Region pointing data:
┌────────
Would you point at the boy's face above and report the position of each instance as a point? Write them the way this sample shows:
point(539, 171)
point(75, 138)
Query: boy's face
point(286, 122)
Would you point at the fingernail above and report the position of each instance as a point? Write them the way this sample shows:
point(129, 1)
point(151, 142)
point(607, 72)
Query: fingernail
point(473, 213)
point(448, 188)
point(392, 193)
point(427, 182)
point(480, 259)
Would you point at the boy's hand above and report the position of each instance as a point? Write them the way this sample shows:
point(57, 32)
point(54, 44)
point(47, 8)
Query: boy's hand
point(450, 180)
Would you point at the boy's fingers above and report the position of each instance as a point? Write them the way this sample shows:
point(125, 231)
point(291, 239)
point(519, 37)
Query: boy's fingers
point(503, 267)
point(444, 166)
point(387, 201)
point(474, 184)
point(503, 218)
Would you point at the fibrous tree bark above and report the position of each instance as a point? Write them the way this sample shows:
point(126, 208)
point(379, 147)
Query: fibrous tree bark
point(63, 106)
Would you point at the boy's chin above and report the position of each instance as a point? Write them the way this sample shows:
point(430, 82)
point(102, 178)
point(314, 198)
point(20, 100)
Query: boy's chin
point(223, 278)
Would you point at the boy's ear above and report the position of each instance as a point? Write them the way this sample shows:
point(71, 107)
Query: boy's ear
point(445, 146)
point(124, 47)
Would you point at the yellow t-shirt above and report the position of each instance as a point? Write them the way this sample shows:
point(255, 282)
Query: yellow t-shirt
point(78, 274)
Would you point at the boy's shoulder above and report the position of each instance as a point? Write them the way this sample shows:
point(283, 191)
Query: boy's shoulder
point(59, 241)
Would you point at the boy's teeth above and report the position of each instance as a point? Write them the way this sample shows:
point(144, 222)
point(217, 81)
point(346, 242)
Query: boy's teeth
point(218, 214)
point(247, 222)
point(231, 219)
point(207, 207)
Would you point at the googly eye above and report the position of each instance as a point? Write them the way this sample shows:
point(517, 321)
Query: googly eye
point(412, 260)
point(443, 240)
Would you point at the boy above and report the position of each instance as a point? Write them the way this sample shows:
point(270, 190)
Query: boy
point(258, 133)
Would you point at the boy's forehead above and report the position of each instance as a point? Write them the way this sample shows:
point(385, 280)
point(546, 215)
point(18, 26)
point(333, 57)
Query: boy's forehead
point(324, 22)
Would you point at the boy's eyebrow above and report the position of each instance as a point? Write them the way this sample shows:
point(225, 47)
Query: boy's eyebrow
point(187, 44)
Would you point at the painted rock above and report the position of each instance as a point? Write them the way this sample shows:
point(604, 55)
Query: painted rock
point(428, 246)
└────────
* TASK DESCRIPTION
Give back each entry exactly as it was written.

* RESPONSE FOR THIS EXERCISE
Would you point at the boy's face above and report the position of each instance as a point? Write them the way this sample shows:
point(539, 171)
point(75, 138)
Query: boy's face
point(286, 122)
Would you point at the fingernail above and report the position of each instance as a point? Write them the way this sample shows:
point(129, 1)
point(151, 142)
point(607, 72)
Query: fingernail
point(473, 213)
point(448, 188)
point(392, 193)
point(427, 182)
point(480, 259)
Would you point at the boy's hand above and report the position of each instance as a point? Write them the way this sample shows:
point(57, 32)
point(54, 44)
point(47, 8)
Query: boy's hand
point(450, 180)
Would you point at the boy's fingers above and report the position of each instance as a point? Write them the way this sample shows:
point(125, 231)
point(291, 239)
point(519, 37)
Query: boy's fingers
point(503, 267)
point(444, 166)
point(387, 201)
point(474, 184)
point(503, 218)
Would you point at the fibrous tree bark above and report the position of each instance as a point? Write them the way this sample shows:
point(126, 208)
point(379, 147)
Query: fibrous tree bark
point(63, 106)
Would you point at the boy's chin above and report the position of each instance as a point? Write them the way this sample shows:
point(430, 82)
point(102, 178)
point(314, 198)
point(20, 100)
Query: boy's chin
point(223, 278)
Would you point at the boy's ear above and report the position of each instance as a point? Write them the way this sample shows:
point(71, 107)
Query: boy's ear
point(445, 146)
point(124, 47)
Would you point at the yellow t-shirt above and report the position of each instance as a point? Write them the way this sample shows:
point(255, 282)
Query: yellow t-shirt
point(78, 274)
Would you point at the boy's shoulder above and report the position of each instance as a point? Write them the way this sample shows:
point(283, 191)
Query: boy's shoulder
point(59, 241)
Would you point at the boy's teeth above and report the position of each instance as a point? Write them the way this sample shows:
point(144, 222)
point(217, 81)
point(346, 242)
Query: boy's teeth
point(218, 214)
point(247, 222)
point(231, 219)
point(207, 207)
Would you point at the googly eye above and report the position of each instance as a point? Write them the way this sample shows:
point(517, 321)
Query: googly eye
point(412, 260)
point(443, 240)
Would you point at the boy above and report the position of each instance as a point? Write them the way this sample shows:
point(270, 190)
Query: boy
point(258, 133)
Would you point at the boy's forehead above and report the position of each instance as a point? Write them the way this sample shows:
point(385, 280)
point(546, 215)
point(18, 26)
point(333, 57)
Query: boy's forehead
point(324, 22)
Would you point at the boy's eyebrow above and report the position of each instance as a point? Write them the way this sample shows:
point(225, 47)
Query: boy's eyebrow
point(187, 44)
Would you point at the painted rock above and report the position of each instance as a point? Write them the way this sample shows:
point(604, 55)
Query: painted rock
point(428, 246)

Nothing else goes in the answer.